**REQUIRED TASK**
Arrange the lines of the records below as a Markdown table with the columns Row and Line, numbering each row and skipping blank lines.

**Contour labeling records**

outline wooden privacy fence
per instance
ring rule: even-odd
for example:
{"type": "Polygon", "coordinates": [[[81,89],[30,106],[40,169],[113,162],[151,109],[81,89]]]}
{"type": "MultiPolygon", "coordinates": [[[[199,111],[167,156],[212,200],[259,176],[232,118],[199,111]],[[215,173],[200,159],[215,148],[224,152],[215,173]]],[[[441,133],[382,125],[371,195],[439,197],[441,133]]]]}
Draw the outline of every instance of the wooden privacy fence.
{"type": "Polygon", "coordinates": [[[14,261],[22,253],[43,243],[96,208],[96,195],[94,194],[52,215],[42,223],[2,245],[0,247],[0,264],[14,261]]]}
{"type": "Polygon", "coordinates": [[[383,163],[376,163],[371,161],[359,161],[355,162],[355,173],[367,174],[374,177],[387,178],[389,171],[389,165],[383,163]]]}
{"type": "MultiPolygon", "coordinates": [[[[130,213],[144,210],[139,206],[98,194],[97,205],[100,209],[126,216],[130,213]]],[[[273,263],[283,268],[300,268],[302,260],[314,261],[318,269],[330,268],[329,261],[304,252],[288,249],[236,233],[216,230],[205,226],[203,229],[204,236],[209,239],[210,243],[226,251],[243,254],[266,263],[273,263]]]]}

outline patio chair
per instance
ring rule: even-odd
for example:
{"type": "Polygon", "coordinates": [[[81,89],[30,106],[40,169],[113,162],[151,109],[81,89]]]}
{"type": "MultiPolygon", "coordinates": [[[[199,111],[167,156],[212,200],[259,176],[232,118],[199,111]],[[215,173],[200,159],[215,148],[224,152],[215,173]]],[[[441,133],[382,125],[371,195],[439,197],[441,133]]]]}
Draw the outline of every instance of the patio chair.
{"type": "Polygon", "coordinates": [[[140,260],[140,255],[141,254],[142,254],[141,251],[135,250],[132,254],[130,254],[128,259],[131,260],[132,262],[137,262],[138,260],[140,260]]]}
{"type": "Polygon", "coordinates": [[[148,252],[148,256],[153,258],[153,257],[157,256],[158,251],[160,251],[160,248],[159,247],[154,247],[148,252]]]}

**TASK SOLUTION**
| Row | Line |
|---|---|
| 1 | outline wooden privacy fence |
| 2 | per instance |
| 3 | ring rule: even-odd |
| 4 | for example: |
| 5 | {"type": "Polygon", "coordinates": [[[81,89],[30,106],[40,169],[113,162],[151,109],[81,89]]]} |
| 6 | {"type": "MultiPolygon", "coordinates": [[[[199,111],[167,156],[212,200],[259,176],[232,118],[199,111]],[[215,173],[200,159],[215,148],[224,152],[215,173]]],[[[441,133],[382,125],[371,195],[439,197],[441,133]]]]} |
| 7 | Draw the outline of every instance of the wooden privacy fence. |
| 8 | {"type": "Polygon", "coordinates": [[[14,261],[22,253],[43,243],[96,208],[96,195],[94,194],[52,215],[42,223],[2,245],[0,247],[0,264],[14,261]]]} |
| 9 | {"type": "Polygon", "coordinates": [[[383,163],[376,163],[371,161],[359,161],[355,162],[355,173],[367,174],[374,177],[387,178],[389,171],[389,165],[383,163]]]} |
| 10 | {"type": "MultiPolygon", "coordinates": [[[[130,213],[144,210],[139,206],[98,194],[97,205],[100,209],[126,216],[130,213]]],[[[273,263],[283,268],[300,268],[302,260],[314,261],[318,269],[330,268],[329,261],[304,252],[288,249],[236,233],[216,230],[205,226],[203,229],[204,236],[209,239],[210,243],[226,251],[243,254],[266,263],[273,263]]]]} |
| 11 | outline patio chair |
| 12 | per instance |
| 13 | ring rule: even-odd |
| 14 | for example: |
| 15 | {"type": "Polygon", "coordinates": [[[81,89],[30,106],[40,169],[113,162],[151,109],[81,89]]]} |
| 16 | {"type": "MultiPolygon", "coordinates": [[[[199,111],[167,156],[212,200],[259,176],[232,118],[199,111]],[[215,173],[200,159],[215,148],[224,152],[215,173]]],[[[441,133],[382,125],[371,195],[439,197],[441,133]]]]} |
| 17 | Draw the outline of every instance of the patio chair. |
| 18 | {"type": "Polygon", "coordinates": [[[140,260],[140,255],[141,254],[142,254],[141,251],[135,250],[132,254],[130,254],[128,259],[131,260],[132,262],[137,262],[138,260],[140,260]]]} |
| 19 | {"type": "Polygon", "coordinates": [[[148,252],[148,256],[153,258],[153,257],[157,256],[158,251],[160,251],[160,248],[159,247],[154,247],[148,252]]]} |